* Exercise brief *
Reproduce the full listing below unchanged, apart from the pictures.

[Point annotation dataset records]
════════

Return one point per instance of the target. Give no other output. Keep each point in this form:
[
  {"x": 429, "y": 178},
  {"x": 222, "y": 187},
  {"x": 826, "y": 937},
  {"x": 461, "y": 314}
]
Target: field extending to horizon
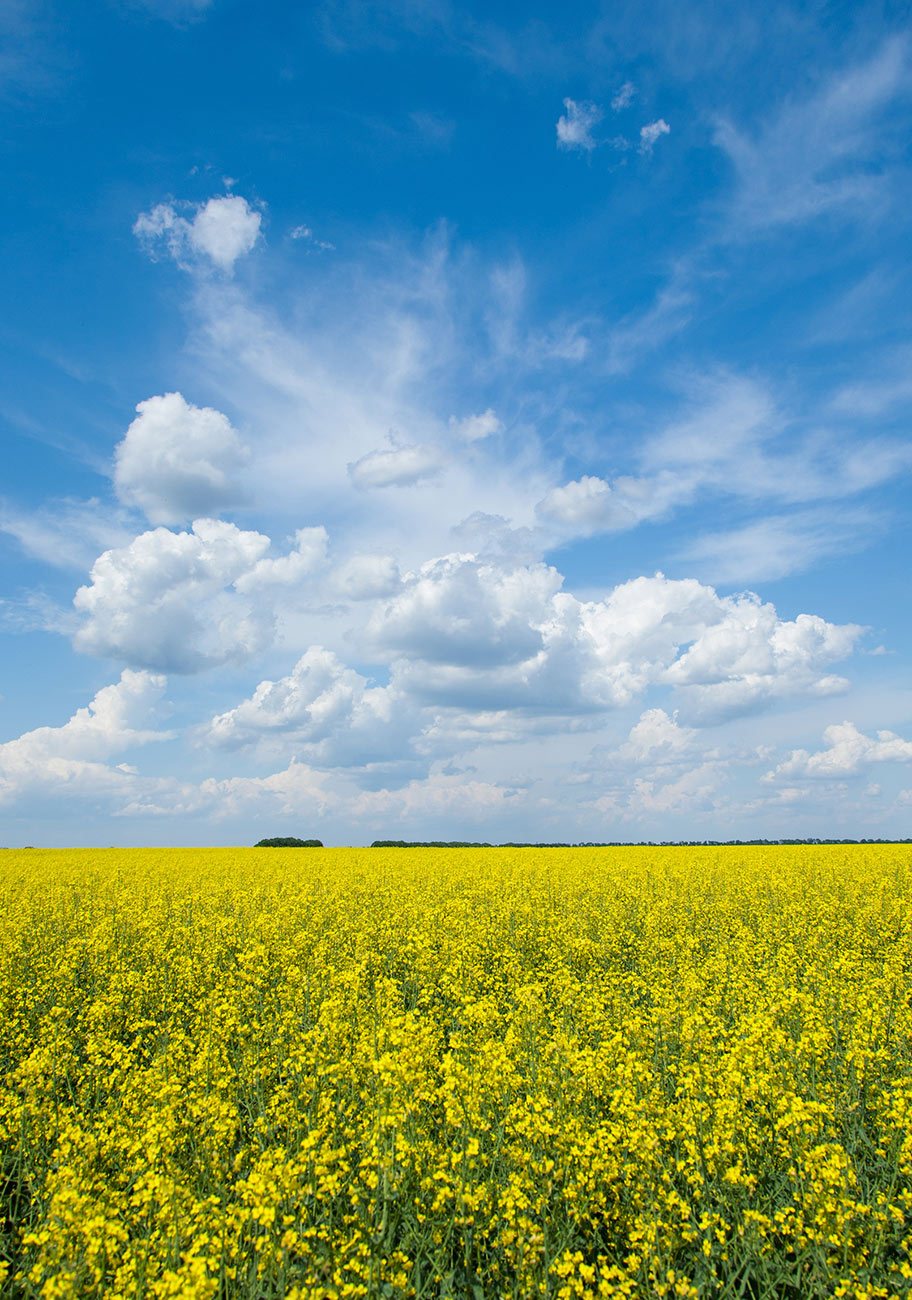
[{"x": 489, "y": 1073}]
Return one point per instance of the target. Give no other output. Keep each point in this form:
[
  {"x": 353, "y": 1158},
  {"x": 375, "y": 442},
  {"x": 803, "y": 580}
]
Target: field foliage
[{"x": 456, "y": 1073}]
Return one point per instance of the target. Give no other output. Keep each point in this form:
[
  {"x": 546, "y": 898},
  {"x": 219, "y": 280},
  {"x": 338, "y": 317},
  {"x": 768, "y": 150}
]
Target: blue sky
[{"x": 430, "y": 420}]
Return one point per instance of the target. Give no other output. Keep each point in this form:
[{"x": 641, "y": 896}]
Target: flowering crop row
[{"x": 489, "y": 1073}]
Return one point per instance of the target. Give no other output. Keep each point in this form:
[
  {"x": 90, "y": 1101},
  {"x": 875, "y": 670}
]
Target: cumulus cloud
[
  {"x": 586, "y": 505},
  {"x": 220, "y": 232},
  {"x": 367, "y": 577},
  {"x": 395, "y": 468},
  {"x": 476, "y": 427},
  {"x": 69, "y": 759},
  {"x": 574, "y": 126},
  {"x": 656, "y": 737},
  {"x": 847, "y": 752},
  {"x": 182, "y": 602},
  {"x": 178, "y": 460},
  {"x": 650, "y": 133},
  {"x": 480, "y": 635},
  {"x": 624, "y": 96},
  {"x": 325, "y": 707}
]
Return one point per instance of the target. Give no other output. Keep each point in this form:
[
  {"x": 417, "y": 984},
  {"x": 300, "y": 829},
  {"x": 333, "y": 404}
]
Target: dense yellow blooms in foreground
[{"x": 456, "y": 1073}]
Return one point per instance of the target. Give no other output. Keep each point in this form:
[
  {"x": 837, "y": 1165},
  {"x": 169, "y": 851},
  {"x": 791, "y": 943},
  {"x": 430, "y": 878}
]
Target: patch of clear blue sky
[{"x": 370, "y": 122}]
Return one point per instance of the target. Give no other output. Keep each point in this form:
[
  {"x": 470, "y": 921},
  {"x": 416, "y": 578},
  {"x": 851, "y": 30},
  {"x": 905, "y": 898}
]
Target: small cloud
[
  {"x": 221, "y": 230},
  {"x": 395, "y": 468},
  {"x": 476, "y": 427},
  {"x": 650, "y": 133},
  {"x": 574, "y": 128},
  {"x": 624, "y": 96},
  {"x": 307, "y": 235}
]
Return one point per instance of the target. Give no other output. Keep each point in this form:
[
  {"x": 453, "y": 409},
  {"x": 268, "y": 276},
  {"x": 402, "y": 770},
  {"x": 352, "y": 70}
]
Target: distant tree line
[
  {"x": 289, "y": 841},
  {"x": 612, "y": 844}
]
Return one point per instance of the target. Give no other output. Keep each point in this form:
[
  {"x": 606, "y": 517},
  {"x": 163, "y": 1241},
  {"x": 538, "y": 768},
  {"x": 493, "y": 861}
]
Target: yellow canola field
[{"x": 456, "y": 1073}]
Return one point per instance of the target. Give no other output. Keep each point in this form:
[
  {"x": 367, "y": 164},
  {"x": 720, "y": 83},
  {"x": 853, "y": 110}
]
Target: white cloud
[
  {"x": 820, "y": 154},
  {"x": 178, "y": 462},
  {"x": 587, "y": 505},
  {"x": 367, "y": 577},
  {"x": 624, "y": 96},
  {"x": 307, "y": 235},
  {"x": 395, "y": 468},
  {"x": 847, "y": 752},
  {"x": 182, "y": 602},
  {"x": 481, "y": 636},
  {"x": 476, "y": 427},
  {"x": 574, "y": 128},
  {"x": 69, "y": 759},
  {"x": 650, "y": 133},
  {"x": 221, "y": 232},
  {"x": 307, "y": 555},
  {"x": 656, "y": 737},
  {"x": 325, "y": 707}
]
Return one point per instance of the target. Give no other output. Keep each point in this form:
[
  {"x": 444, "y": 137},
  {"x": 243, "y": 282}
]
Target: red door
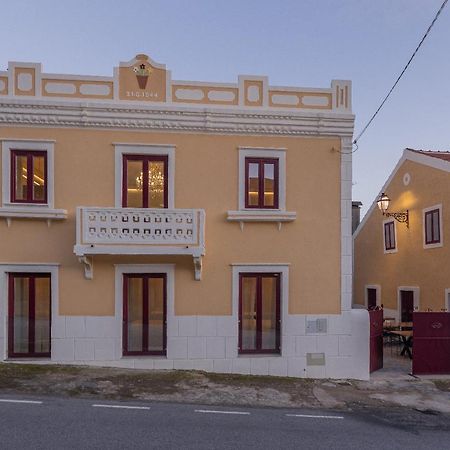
[
  {"x": 431, "y": 346},
  {"x": 406, "y": 305},
  {"x": 376, "y": 339},
  {"x": 371, "y": 298}
]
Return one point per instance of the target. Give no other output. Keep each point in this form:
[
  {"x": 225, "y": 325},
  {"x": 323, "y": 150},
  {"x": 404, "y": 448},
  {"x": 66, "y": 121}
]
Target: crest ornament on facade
[{"x": 142, "y": 73}]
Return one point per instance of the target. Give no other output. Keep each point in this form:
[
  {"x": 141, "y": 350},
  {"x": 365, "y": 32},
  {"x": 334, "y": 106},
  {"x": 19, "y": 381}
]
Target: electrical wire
[{"x": 399, "y": 77}]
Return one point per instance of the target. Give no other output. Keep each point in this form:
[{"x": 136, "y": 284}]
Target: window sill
[
  {"x": 32, "y": 212},
  {"x": 260, "y": 215}
]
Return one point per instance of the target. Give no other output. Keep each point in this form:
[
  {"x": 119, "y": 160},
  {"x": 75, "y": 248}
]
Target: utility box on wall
[{"x": 431, "y": 343}]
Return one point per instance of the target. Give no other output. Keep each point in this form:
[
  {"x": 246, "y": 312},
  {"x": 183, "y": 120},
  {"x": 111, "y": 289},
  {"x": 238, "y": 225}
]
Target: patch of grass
[{"x": 442, "y": 385}]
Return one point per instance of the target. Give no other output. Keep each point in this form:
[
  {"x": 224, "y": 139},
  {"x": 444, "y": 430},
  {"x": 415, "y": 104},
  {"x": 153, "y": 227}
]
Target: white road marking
[
  {"x": 309, "y": 416},
  {"x": 121, "y": 406},
  {"x": 211, "y": 411},
  {"x": 32, "y": 402}
]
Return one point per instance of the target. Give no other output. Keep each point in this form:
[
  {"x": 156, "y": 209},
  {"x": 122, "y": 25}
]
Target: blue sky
[{"x": 293, "y": 42}]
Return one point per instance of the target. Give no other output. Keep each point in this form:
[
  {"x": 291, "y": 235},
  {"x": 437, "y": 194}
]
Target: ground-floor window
[
  {"x": 144, "y": 314},
  {"x": 259, "y": 312},
  {"x": 29, "y": 314}
]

════════

* Worked solution *
Return one point per instance of the target. Give no other output. Keep each point in this form:
[
  {"x": 429, "y": 178},
  {"x": 222, "y": 187},
  {"x": 826, "y": 937},
  {"x": 461, "y": 314}
]
Target: field extending to horizon
[{"x": 489, "y": 1073}]
Return one point per instance of the target. Give no other output. Keep each point in this form:
[
  {"x": 353, "y": 1158},
  {"x": 375, "y": 442},
  {"x": 803, "y": 580}
]
Target: field foliage
[{"x": 456, "y": 1073}]
Return one point per instance of the target. Give no other output. Keep each point in this form:
[
  {"x": 546, "y": 898},
  {"x": 219, "y": 280},
  {"x": 338, "y": 317},
  {"x": 768, "y": 150}
]
Target: blue sky
[{"x": 430, "y": 420}]
Return one point per instance of the target. Give no other output. Keep each point in this form:
[{"x": 641, "y": 896}]
Target: flowering crop row
[{"x": 489, "y": 1073}]
Return one point per instance of the target. Give no other output. Keep each point in this form:
[
  {"x": 90, "y": 1101},
  {"x": 875, "y": 670}
]
Target: cumulus cloud
[
  {"x": 586, "y": 505},
  {"x": 220, "y": 232},
  {"x": 367, "y": 577},
  {"x": 395, "y": 468},
  {"x": 476, "y": 427},
  {"x": 69, "y": 759},
  {"x": 574, "y": 126},
  {"x": 656, "y": 737},
  {"x": 847, "y": 752},
  {"x": 182, "y": 602},
  {"x": 178, "y": 460},
  {"x": 650, "y": 133},
  {"x": 480, "y": 635},
  {"x": 624, "y": 96},
  {"x": 325, "y": 707}
]
Return one point per instance of the target. Give no other output. Keep each point in this form:
[
  {"x": 417, "y": 984},
  {"x": 300, "y": 829},
  {"x": 333, "y": 404}
]
Target: dense yellow blooms in foreground
[{"x": 456, "y": 1073}]
Return one point per instance of the target. Give no other output. Keep each point in this form:
[
  {"x": 837, "y": 1165},
  {"x": 169, "y": 851},
  {"x": 791, "y": 943},
  {"x": 430, "y": 878}
]
Target: patch of clear blue sky
[{"x": 370, "y": 122}]
Return one point per instance of the target. Give no other output. Keep each point in this form:
[
  {"x": 470, "y": 921},
  {"x": 416, "y": 578},
  {"x": 851, "y": 30},
  {"x": 905, "y": 898}
]
Target: small cloud
[
  {"x": 221, "y": 230},
  {"x": 395, "y": 468},
  {"x": 476, "y": 427},
  {"x": 650, "y": 133},
  {"x": 574, "y": 128},
  {"x": 624, "y": 96},
  {"x": 307, "y": 235}
]
Return one point per instance of the target. Give no other output. Keep each point in this form:
[
  {"x": 453, "y": 409},
  {"x": 268, "y": 276},
  {"x": 402, "y": 770},
  {"x": 352, "y": 70}
]
Target: distant tree line
[
  {"x": 289, "y": 841},
  {"x": 612, "y": 844}
]
Return one point per instance of the target. Give no other output. Keep each point in this form:
[
  {"x": 606, "y": 517},
  {"x": 163, "y": 1241},
  {"x": 538, "y": 768},
  {"x": 493, "y": 861}
]
Target: yellow canola field
[{"x": 456, "y": 1073}]
Return one point per instance of the target. Give no other output. Keep each point in this form:
[
  {"x": 367, "y": 164},
  {"x": 720, "y": 83},
  {"x": 853, "y": 110}
]
Target: white cloud
[
  {"x": 820, "y": 154},
  {"x": 178, "y": 462},
  {"x": 587, "y": 505},
  {"x": 367, "y": 577},
  {"x": 624, "y": 96},
  {"x": 307, "y": 235},
  {"x": 395, "y": 468},
  {"x": 847, "y": 752},
  {"x": 182, "y": 602},
  {"x": 481, "y": 636},
  {"x": 476, "y": 427},
  {"x": 574, "y": 128},
  {"x": 69, "y": 759},
  {"x": 650, "y": 133},
  {"x": 221, "y": 232},
  {"x": 307, "y": 555},
  {"x": 656, "y": 737},
  {"x": 325, "y": 707}
]
Return one point per instance of the target. Give no other output. Keep each point in this form:
[
  {"x": 444, "y": 137},
  {"x": 243, "y": 282}
]
Target: red door
[
  {"x": 431, "y": 346},
  {"x": 406, "y": 305},
  {"x": 376, "y": 339},
  {"x": 371, "y": 298}
]
Return one point per instance of the target. Give no other output. Keep each point in this form:
[
  {"x": 225, "y": 325},
  {"x": 323, "y": 150},
  {"x": 404, "y": 448},
  {"x": 66, "y": 121}
]
Target: crest ornament on facade
[{"x": 142, "y": 73}]
Return one point per instance of the target. Give no other output. Keep each point in this form:
[
  {"x": 141, "y": 350},
  {"x": 365, "y": 32},
  {"x": 334, "y": 106},
  {"x": 19, "y": 381}
]
Target: electrical wire
[{"x": 399, "y": 77}]
Return one point per instance of the target. Give no other output. Keep each point in this form:
[{"x": 136, "y": 284}]
Target: window sill
[
  {"x": 32, "y": 212},
  {"x": 260, "y": 215}
]
Return one point per instance of the target. Give no other output. Keep each point in this form:
[
  {"x": 119, "y": 160},
  {"x": 75, "y": 248}
]
Target: utility box on wall
[{"x": 431, "y": 343}]
Return one point per instance of the target. Give no other output. Keep each point in this form:
[
  {"x": 246, "y": 312},
  {"x": 183, "y": 120},
  {"x": 111, "y": 289},
  {"x": 238, "y": 225}
]
Target: patch of grass
[{"x": 442, "y": 385}]
Return one point per instance of the target. Give no other output. Keep each point in this form:
[
  {"x": 224, "y": 139},
  {"x": 444, "y": 430},
  {"x": 415, "y": 104},
  {"x": 153, "y": 227}
]
Target: white road marking
[
  {"x": 309, "y": 416},
  {"x": 121, "y": 406},
  {"x": 211, "y": 411},
  {"x": 32, "y": 402}
]
Return one point per instance of the target. Give no other output. Keep each point in this form:
[
  {"x": 156, "y": 209},
  {"x": 122, "y": 25}
]
Target: blue sky
[{"x": 293, "y": 42}]
Return one point per instance of the target. Give no other output. Keep each point in this form:
[
  {"x": 291, "y": 235},
  {"x": 437, "y": 194}
]
Target: ground-floor window
[
  {"x": 144, "y": 314},
  {"x": 259, "y": 312},
  {"x": 29, "y": 314}
]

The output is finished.